--- start SOURCE TEXT ---

Yes, the conversion needs some work, as I mentioned:

Also I added some simple logic to convert between different phoneme sets, but for that we likely need some good hand-made phoneme conversion dicts. Also at the moment I convert first to CMU39 and then from that to the desired ones. For the best results we should create conversions between each set manually.

Can you show what files it does not break down all the way? The test files worked pretty well, the automatic breakdown is being done by https://github.com/xinjli/allosaurus so there might not be much we can do depending on the cause.

Hunanbean commented 3 years ago

Yes, there appears to be a problem with it truncating the last about .5 seconds of the audio file. I will see if it works if i add some empty time at the end of the audio file.

aziagiles commented 3 years ago

@steveway Ok. I made a video of the 2 worries I had. That of the conversion from CMU39 to Preston Blair not working properly as alot of missing phonemes are notified. The second worry was that the last phrase or words in the audio are not broken down.

--- end SOURCE TEXT ---

Copy out everything in the forum thread from "Hunanbean commented 3" down to "end of the audio file.", changing "audio file" to "sound file" wherever it occurs.

--- start EXTRACTED DATA ---

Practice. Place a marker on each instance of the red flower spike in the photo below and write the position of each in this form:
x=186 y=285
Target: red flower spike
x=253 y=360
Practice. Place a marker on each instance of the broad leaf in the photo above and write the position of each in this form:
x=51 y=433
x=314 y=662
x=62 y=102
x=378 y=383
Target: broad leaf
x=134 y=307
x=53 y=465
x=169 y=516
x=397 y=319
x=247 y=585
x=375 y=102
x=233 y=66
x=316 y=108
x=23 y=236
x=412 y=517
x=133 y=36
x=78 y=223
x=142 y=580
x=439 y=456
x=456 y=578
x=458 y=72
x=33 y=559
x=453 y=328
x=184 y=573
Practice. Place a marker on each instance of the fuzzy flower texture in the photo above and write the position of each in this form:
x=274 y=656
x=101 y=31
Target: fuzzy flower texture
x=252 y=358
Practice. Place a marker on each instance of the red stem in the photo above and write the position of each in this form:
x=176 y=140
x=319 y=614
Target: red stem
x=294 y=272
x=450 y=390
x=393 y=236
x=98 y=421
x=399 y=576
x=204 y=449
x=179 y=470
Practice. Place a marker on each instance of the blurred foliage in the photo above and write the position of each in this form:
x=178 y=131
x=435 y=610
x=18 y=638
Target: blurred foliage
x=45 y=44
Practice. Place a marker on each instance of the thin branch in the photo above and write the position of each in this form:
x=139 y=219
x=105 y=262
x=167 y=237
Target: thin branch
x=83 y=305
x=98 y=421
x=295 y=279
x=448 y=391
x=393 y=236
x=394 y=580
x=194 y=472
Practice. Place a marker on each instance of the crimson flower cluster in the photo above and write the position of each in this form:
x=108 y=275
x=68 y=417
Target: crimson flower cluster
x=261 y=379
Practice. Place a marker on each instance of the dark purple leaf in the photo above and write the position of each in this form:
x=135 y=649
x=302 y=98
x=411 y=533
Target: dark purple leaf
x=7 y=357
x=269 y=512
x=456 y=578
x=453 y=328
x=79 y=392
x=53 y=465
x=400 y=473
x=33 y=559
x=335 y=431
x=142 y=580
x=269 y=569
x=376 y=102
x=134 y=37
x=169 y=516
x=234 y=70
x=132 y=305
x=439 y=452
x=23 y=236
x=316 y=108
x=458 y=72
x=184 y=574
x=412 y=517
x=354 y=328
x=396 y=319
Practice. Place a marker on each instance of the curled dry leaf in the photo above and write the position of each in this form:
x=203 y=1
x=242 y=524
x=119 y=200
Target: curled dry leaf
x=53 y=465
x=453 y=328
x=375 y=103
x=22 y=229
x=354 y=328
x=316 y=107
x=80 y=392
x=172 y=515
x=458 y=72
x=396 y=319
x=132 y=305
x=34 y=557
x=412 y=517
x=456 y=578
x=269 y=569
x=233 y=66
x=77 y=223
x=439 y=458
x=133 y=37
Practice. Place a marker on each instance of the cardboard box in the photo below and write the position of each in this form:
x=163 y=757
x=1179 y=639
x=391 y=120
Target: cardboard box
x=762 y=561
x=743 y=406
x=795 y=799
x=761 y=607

--- end EXTRACTED DATA ---

## ANSWER TO THE PROBLEM:
Hunanbean commented 3 years ago

Yes, there appears to be a problem with it truncating the last about .5 seconds of the sound file. I will see if it works if i add some empty time at the end of the sound file.